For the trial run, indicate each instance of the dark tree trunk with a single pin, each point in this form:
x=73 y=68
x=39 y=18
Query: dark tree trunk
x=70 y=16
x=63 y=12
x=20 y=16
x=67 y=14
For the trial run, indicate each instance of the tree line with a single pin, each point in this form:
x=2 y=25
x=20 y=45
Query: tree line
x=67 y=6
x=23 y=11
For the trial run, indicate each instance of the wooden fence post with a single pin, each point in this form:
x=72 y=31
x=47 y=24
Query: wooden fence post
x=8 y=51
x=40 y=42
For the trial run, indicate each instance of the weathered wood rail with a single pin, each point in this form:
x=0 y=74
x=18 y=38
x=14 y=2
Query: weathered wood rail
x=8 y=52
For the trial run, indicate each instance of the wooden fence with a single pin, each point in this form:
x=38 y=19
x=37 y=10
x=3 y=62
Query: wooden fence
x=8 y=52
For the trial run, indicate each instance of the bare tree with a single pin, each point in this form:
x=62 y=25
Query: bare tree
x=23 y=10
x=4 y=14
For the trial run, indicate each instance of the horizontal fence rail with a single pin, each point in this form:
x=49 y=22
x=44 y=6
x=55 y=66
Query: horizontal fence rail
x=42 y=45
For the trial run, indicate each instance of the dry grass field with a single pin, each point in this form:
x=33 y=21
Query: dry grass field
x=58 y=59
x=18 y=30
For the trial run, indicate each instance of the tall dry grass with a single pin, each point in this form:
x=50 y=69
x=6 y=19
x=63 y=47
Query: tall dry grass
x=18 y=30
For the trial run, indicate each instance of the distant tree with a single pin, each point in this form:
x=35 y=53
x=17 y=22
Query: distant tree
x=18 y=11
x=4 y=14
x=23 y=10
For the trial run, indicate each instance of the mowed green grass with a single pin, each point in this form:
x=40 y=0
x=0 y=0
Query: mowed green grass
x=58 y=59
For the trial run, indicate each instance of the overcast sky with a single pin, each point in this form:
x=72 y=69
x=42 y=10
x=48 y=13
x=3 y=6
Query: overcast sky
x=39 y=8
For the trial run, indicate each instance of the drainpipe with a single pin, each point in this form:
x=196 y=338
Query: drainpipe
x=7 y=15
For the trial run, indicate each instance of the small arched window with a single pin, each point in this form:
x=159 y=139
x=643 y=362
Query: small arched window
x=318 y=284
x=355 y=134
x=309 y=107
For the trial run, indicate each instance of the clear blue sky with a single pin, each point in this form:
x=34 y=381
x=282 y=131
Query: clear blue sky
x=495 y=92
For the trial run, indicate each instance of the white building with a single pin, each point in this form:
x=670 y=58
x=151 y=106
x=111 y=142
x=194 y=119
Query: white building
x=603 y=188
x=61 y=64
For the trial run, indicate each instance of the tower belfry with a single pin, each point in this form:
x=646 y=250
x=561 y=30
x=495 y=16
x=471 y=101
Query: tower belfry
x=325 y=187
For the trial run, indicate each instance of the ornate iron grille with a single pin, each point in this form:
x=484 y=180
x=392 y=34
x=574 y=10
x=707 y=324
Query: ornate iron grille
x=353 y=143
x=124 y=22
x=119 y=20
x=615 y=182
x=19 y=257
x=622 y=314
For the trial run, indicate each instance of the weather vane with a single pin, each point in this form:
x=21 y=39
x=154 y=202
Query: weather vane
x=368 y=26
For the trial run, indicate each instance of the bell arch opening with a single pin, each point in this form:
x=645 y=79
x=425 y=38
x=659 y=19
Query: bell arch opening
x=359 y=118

---------------

**What is expected**
Whatever lines appear above, reproduce every one of them exactly.

**Output of the exercise**
For the trial run, indicate each instance of the dark tree trunk with a single pin, each point in this form:
x=73 y=68
x=39 y=18
Query: dark tree trunk
x=70 y=16
x=63 y=12
x=20 y=16
x=67 y=14
For the trial run, indicate each instance of the tree line with a single pin, each point in this form:
x=2 y=25
x=20 y=45
Query: tree line
x=67 y=6
x=23 y=11
For the trial run, indicate each instance of the wooden fence post with a single pin, each point in this form:
x=72 y=31
x=47 y=24
Query: wooden fence post
x=8 y=51
x=40 y=42
For the trial run, indicate each instance of the weathered wood rail with a single pin, each point in this form:
x=0 y=74
x=18 y=38
x=14 y=2
Query: weathered wood rail
x=8 y=52
For the trial run, indicate each instance of the wooden fence with a single pin, each point in this form:
x=38 y=19
x=37 y=10
x=3 y=62
Query: wooden fence
x=8 y=52
For the trial run, indicate each instance of the bare tree with a single pin, each point in this form:
x=62 y=25
Query: bare tree
x=23 y=10
x=4 y=14
For the trial run, indicate each instance of the horizontal fence rail with a single pin, each point in this form:
x=49 y=22
x=44 y=6
x=55 y=66
Query: horizontal fence rail
x=42 y=45
For the trial run, indicate each instance of the dry grass field with a single pin, each point in this form:
x=33 y=21
Query: dry grass field
x=58 y=59
x=18 y=30
For the trial run, indicate each instance of the tall dry grass with a single pin, each point in this form:
x=50 y=69
x=6 y=19
x=63 y=47
Query: tall dry grass
x=18 y=30
For the trial run, indicate each instance of the distant tree with a single pin, each point in this form:
x=35 y=53
x=17 y=22
Query: distant tree
x=18 y=11
x=4 y=14
x=23 y=10
For the trial run, indicate each instance of the mowed green grass with a single pin, each point in this form:
x=40 y=0
x=0 y=0
Query: mowed green grass
x=58 y=59
For the trial run, indicate each instance of the overcast sky with a single pin, each point in this form:
x=72 y=69
x=42 y=10
x=48 y=13
x=3 y=6
Query: overcast sky
x=39 y=8
For the trial run, indicate each instance of the drainpipe with a single pin, each point in this form:
x=196 y=338
Query: drainpipe
x=7 y=15
For the trial run, indicate each instance of the small arched window with a single pin, each point in this form:
x=159 y=139
x=643 y=362
Query: small arched window
x=318 y=284
x=355 y=134
x=309 y=107
For the trial run, indicate each instance of the clear blue sky with a single pin, each point in this form:
x=34 y=381
x=282 y=131
Query: clear blue sky
x=495 y=92
For the trial run, indicate each instance of the white building with a single pin, each point in this form:
x=670 y=58
x=151 y=106
x=111 y=142
x=194 y=119
Query: white building
x=603 y=188
x=61 y=64
For the trial run, indicate each instance of the tower belfry with a single pin, each point in this form:
x=646 y=250
x=561 y=30
x=495 y=16
x=471 y=101
Query: tower belfry
x=325 y=187
For the trial run, indicate each instance of the ornate iron grille with a single pin, each point in this form:
x=484 y=180
x=392 y=34
x=574 y=10
x=707 y=324
Query: ornate iron grille
x=353 y=143
x=124 y=22
x=119 y=20
x=615 y=182
x=19 y=257
x=622 y=314
For the trial run, indicate each instance of the weather vane with a single pin, each point in this form:
x=21 y=39
x=154 y=202
Query: weather vane
x=368 y=26
For the trial run, indicate each instance of the bell arch opening with a single pin, each point in this form:
x=645 y=79
x=425 y=38
x=659 y=19
Query: bell arch opening
x=359 y=118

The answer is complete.